• _What to work on_
Return every record below exactly as given, images excluded.

★ ★ ★ ★ ★ ★ ★

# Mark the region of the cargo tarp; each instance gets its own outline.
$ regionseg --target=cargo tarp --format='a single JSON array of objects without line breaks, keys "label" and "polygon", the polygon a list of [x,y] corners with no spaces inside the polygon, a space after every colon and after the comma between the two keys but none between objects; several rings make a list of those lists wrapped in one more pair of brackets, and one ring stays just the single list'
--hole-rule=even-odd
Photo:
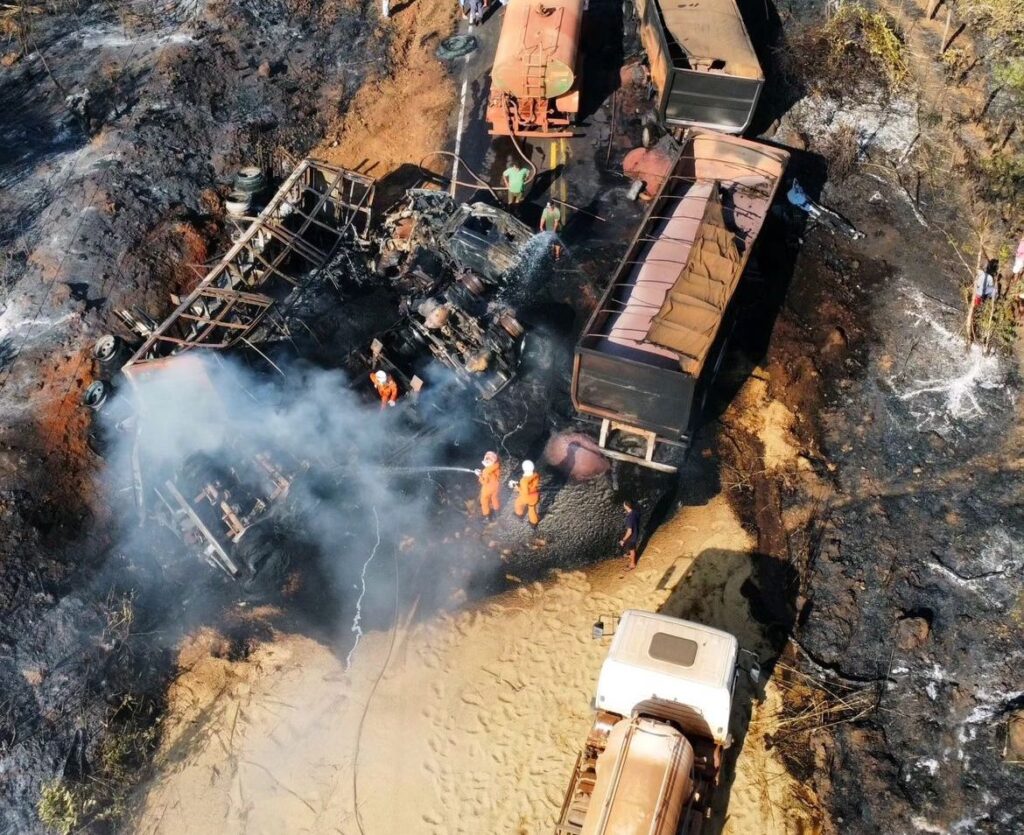
[{"label": "cargo tarp", "polygon": [[735,233],[726,226],[718,191],[716,184],[686,265],[644,340],[678,353],[683,371],[693,375],[700,373],[743,272]]}]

★ ★ ★ ★ ★ ★ ★

• _Task answer_
# Mark the region of the cargo tarp; each instance gets its own outline.
$ regionseg --target=cargo tarp --format='a single JSON array of objects without line breaks, keys "label" and "polygon", the polygon a list of [x,y] corners with no spaces inside the polygon, a space after every colon and after the comma between the two keys but none between objects; several rings make a list of those lists wrapped in one more pair of brackets, and one ring stays just the single list'
--hole-rule=even-odd
Photo:
[{"label": "cargo tarp", "polygon": [[735,233],[726,226],[718,191],[716,184],[686,265],[644,340],[678,353],[683,371],[693,375],[700,373],[743,272]]}]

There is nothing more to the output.